Study text =>
+++++
Have you found yourself doing maths while walking on the road? Sometimes I do, especially when I am looking for some distraction.
These are some of the facts I discovered on the road: that the sum of the numbers on most plate numbers fall between the numbers fifteen (15) and nineteen (19). Some eccentricity, right? I also found that it takes me thirty-eight minutes to walk from home to the market where I trade, on a very good day and when I want to walk fast, and fifty minutes on a bad day when I am just slouching it.
What about you? Maths does not need to be boring if you find creative ways of playing with numbers and keeping yourself busy.
Unfortunately, I have found out that people think it is boring because of its reliance on tradition. Tradition, as well all know, are stamped on time and do not easily change. That is the way with maths and mathematical equations. Not only the equations, the way maths is done itself.
Sometimes, you also find that the subject seems closed to outside influence or
changes. Maths deals with numbers and numbers only. Although so many disciplines play with maths, maths plays only with numbers and manipulation of numbers. It’s so unlike psychology, or linguistics, where you deal with laws that can be borrowed from even mathematics, physics, biology etc. Maths is like a foundation to every other field and how often do you want to change your foundations? Hardly.
Also, many persons rarely use maths after the high school, and if they do use it often in business, it is confined to the knowledge from high school and a little from college. So because at this stage of their life many young persons are inexperienced and are more taken to elegant, fashionable, or chic subjects, they throw maths to the background and stamp it the label, BORING. The teachers are also not helping matters. I think this will be the subject of another blog. I do not have to recall how many times I had a teacher at the class during my high school days? Not more than a month in a semester. Well, this will be the subject of another blog.
+++++
Record excerpts =>

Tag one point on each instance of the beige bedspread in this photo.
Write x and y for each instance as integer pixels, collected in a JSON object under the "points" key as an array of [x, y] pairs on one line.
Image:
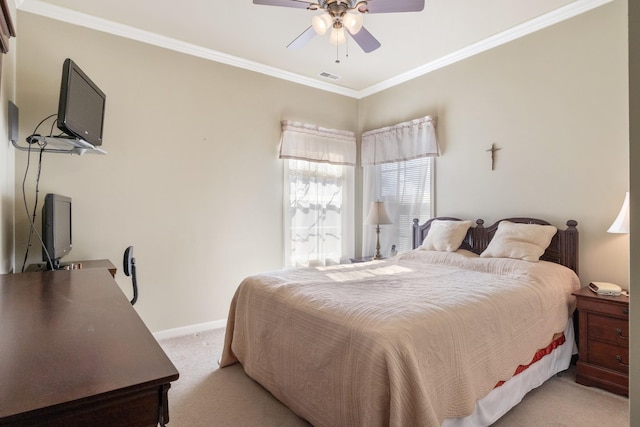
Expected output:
{"points": [[402, 342]]}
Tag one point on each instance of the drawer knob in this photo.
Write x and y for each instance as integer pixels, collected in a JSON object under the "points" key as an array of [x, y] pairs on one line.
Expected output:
{"points": [[619, 333], [619, 359]]}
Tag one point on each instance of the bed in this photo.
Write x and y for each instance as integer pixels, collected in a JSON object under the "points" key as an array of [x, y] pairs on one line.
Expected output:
{"points": [[452, 333]]}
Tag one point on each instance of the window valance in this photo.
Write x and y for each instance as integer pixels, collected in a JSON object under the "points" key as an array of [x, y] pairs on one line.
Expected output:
{"points": [[404, 141], [316, 144]]}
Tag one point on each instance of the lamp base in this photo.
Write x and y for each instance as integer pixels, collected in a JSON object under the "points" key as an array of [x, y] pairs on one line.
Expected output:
{"points": [[378, 255]]}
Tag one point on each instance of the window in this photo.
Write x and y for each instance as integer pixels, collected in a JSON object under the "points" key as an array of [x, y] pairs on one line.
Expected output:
{"points": [[319, 214], [318, 194], [398, 170], [406, 187]]}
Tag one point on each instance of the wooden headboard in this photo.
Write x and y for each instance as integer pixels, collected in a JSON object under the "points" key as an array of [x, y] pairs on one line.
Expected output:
{"points": [[563, 248]]}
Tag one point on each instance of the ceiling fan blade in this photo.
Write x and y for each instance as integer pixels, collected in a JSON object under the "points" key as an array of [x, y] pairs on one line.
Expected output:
{"points": [[285, 3], [365, 40], [302, 39], [389, 6]]}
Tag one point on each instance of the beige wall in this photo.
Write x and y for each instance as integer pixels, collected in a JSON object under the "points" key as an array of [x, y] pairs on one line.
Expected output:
{"points": [[191, 179], [7, 173], [634, 177], [556, 103]]}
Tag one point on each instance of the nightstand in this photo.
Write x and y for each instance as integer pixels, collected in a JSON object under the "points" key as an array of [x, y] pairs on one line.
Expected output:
{"points": [[361, 259], [603, 336]]}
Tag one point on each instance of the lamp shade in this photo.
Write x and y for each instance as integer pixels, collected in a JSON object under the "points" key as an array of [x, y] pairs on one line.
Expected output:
{"points": [[621, 224], [321, 23], [337, 36], [378, 214], [353, 22]]}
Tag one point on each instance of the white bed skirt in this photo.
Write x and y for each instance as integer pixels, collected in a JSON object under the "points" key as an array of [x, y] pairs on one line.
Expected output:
{"points": [[501, 399]]}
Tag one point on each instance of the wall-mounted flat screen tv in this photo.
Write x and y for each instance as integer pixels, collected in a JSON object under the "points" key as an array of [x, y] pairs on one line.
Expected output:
{"points": [[81, 105]]}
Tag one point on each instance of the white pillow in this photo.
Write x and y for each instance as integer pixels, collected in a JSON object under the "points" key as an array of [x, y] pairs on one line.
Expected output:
{"points": [[445, 235], [519, 241]]}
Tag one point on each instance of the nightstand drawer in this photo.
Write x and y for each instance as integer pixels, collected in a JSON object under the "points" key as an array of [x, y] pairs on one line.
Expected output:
{"points": [[610, 306], [609, 356], [610, 329]]}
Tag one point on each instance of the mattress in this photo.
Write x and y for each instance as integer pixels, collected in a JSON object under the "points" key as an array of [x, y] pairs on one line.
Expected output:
{"points": [[407, 341]]}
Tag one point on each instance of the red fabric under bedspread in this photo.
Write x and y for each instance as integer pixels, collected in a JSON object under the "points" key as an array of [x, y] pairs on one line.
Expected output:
{"points": [[539, 355]]}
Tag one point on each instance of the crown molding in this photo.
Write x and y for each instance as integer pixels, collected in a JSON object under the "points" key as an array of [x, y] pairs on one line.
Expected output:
{"points": [[58, 13], [543, 21], [48, 10]]}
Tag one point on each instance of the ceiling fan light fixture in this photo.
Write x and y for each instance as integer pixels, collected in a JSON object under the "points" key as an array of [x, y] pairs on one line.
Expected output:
{"points": [[337, 36], [321, 23], [353, 22]]}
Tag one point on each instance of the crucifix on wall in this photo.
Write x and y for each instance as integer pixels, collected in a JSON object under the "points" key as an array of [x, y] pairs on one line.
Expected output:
{"points": [[493, 150]]}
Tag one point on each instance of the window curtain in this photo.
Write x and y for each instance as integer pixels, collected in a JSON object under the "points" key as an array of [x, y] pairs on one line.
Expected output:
{"points": [[318, 194], [398, 168]]}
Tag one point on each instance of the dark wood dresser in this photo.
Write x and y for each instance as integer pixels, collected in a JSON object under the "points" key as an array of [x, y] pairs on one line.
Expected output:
{"points": [[73, 352], [603, 338]]}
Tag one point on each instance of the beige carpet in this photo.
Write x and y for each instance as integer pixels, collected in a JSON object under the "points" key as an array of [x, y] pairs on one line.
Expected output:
{"points": [[205, 395]]}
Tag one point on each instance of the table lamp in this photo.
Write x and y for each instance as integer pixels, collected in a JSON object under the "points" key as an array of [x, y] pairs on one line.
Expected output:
{"points": [[621, 224], [378, 216]]}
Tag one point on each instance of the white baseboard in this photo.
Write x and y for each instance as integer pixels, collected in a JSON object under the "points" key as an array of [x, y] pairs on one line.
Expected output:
{"points": [[188, 330]]}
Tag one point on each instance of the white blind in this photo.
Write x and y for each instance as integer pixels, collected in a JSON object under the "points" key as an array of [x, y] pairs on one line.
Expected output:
{"points": [[313, 143], [406, 187], [404, 141]]}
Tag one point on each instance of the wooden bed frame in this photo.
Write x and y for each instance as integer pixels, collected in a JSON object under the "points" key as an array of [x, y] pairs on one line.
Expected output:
{"points": [[563, 248]]}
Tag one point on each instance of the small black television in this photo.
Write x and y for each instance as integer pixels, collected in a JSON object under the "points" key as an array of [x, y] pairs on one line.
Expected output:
{"points": [[81, 105], [56, 229]]}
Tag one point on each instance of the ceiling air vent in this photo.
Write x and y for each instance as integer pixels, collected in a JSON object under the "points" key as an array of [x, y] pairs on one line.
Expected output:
{"points": [[329, 76]]}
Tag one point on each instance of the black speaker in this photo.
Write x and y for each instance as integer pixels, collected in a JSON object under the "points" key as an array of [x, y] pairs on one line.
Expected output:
{"points": [[13, 122]]}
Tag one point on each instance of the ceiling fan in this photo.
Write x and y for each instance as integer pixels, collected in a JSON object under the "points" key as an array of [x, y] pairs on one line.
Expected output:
{"points": [[341, 14]]}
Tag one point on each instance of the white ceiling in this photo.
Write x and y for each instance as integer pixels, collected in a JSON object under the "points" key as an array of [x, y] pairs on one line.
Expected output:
{"points": [[255, 37]]}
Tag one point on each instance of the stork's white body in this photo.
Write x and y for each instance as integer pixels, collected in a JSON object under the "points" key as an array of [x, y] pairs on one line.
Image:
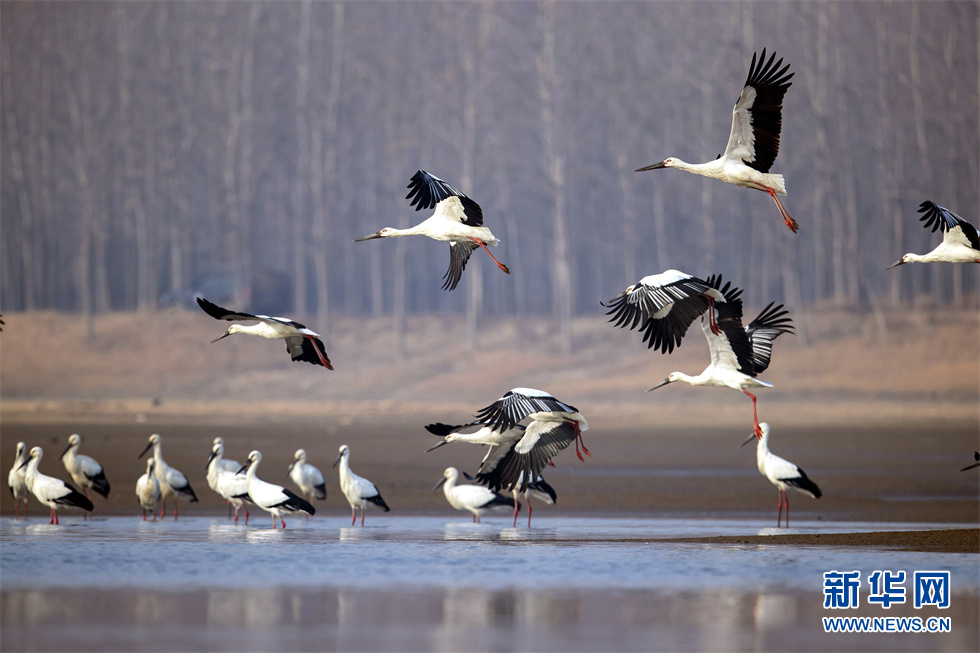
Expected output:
{"points": [[307, 478], [223, 478], [50, 491], [172, 481], [148, 490], [17, 482], [781, 473], [961, 243], [84, 470], [474, 499], [274, 499], [358, 490]]}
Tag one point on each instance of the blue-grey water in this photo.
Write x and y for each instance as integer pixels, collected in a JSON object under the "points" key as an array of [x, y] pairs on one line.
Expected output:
{"points": [[444, 583]]}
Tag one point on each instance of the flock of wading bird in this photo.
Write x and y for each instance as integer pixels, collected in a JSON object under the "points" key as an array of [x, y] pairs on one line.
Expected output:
{"points": [[525, 428]]}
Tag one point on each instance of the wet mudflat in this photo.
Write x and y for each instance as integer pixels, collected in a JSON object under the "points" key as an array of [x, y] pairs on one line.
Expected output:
{"points": [[443, 583]]}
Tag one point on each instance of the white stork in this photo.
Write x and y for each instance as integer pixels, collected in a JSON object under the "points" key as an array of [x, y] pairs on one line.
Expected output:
{"points": [[301, 343], [274, 499], [223, 478], [780, 472], [84, 470], [172, 481], [961, 244], [307, 478], [754, 141], [16, 481], [538, 405], [474, 498], [50, 491], [148, 490], [664, 305], [738, 354], [457, 220], [358, 490]]}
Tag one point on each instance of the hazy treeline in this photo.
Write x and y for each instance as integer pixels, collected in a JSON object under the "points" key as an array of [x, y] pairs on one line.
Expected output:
{"points": [[145, 144]]}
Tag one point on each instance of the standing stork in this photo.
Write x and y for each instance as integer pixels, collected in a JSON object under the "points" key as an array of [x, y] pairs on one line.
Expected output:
{"points": [[738, 354], [223, 478], [172, 481], [961, 244], [358, 490], [473, 498], [274, 499], [148, 490], [84, 470], [664, 305], [16, 481], [301, 343], [307, 478], [754, 140], [52, 492], [457, 220], [780, 472]]}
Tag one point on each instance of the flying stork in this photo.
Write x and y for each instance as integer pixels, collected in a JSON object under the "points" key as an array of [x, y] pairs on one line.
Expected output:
{"points": [[301, 343], [664, 305], [961, 244], [738, 354], [754, 141], [780, 472], [457, 220], [52, 492]]}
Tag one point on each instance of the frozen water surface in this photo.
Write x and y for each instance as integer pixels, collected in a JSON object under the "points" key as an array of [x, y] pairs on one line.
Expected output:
{"points": [[444, 583]]}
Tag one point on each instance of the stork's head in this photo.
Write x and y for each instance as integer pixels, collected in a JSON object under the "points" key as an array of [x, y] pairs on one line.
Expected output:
{"points": [[666, 163], [344, 451], [384, 233], [905, 259]]}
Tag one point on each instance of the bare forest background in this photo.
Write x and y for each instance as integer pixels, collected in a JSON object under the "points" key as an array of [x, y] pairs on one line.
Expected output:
{"points": [[153, 148]]}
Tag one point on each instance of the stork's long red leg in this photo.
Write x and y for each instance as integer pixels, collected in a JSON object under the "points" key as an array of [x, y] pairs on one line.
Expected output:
{"points": [[755, 415], [323, 359], [499, 264], [790, 222], [712, 322]]}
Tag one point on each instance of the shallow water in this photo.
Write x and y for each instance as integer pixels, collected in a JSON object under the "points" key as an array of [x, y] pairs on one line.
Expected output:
{"points": [[438, 583]]}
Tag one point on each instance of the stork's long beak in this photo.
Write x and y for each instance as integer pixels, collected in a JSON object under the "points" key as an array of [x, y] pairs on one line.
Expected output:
{"points": [[223, 335], [436, 446], [655, 166], [659, 385], [750, 438]]}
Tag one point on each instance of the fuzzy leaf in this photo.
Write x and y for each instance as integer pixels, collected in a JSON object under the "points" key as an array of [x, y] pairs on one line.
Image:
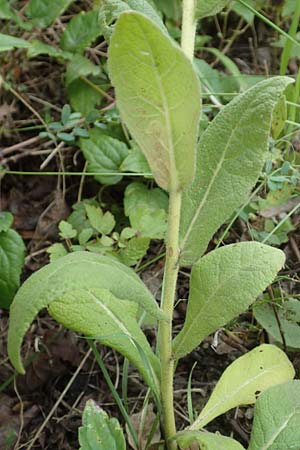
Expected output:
{"points": [[6, 220], [277, 418], [207, 441], [12, 252], [158, 95], [209, 7], [98, 431], [99, 314], [80, 32], [223, 284], [104, 154], [79, 270], [288, 315], [43, 12], [8, 42], [244, 379], [231, 154]]}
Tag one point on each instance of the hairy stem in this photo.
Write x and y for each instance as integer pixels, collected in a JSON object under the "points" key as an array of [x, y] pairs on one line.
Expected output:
{"points": [[172, 262], [165, 331], [189, 24]]}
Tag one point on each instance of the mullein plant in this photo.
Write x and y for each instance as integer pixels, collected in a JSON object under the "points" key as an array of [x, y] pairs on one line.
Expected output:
{"points": [[159, 97]]}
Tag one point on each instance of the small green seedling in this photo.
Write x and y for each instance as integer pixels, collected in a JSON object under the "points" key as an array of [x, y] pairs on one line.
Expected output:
{"points": [[158, 96]]}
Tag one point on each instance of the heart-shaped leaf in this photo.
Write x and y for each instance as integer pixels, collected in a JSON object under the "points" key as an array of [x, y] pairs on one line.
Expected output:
{"points": [[98, 431], [158, 95], [276, 423], [99, 314], [223, 284], [79, 270], [244, 379], [207, 441], [231, 154]]}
+++++
Task set =>
A - List every academic field named in the sentence of the essay on mathematics that begins "It’s so unlike psychology."
B - Carry the essay on why mathematics is thought boring forward from its final sentence, keeping its voice.

Results of the exercise =>
A - Psychology, linguistics, mathematics, physics, biology

B -
we could go on and on about why the uptake of maths is so deficient that one wonders whether Nigerians are interested in science and technology?
One of the ways I have found one can play with maths and remove the boredom is playing the game of Sudoku. You can find it daily on the back pages of punch newspapers. It’s really an entertaining game. During my teaching days, I try to de-emphasize the maths and emphasis the foundation character of mathematics. Rather than teach a boring lecture of longitudes and latitudes, I want to color every section and most examples with how applicable this subject was to Ferdinard Magellan, how google maps would not be possible without it, neither would the modern gps systems you can find even on your mobile devices. How many students know that the popular Photoshop graphics drawing program relies on matrices? Do you know that most banks do not like paying interest in savings accounts, which is against the law, but with a little knowledge of simple interests and compound interests you’d be in a position to question this lawlessness, if and when it applies to you?
What is your take on this subject? Does anyone have creative ways of playing with maths? How beautiful if we can share it.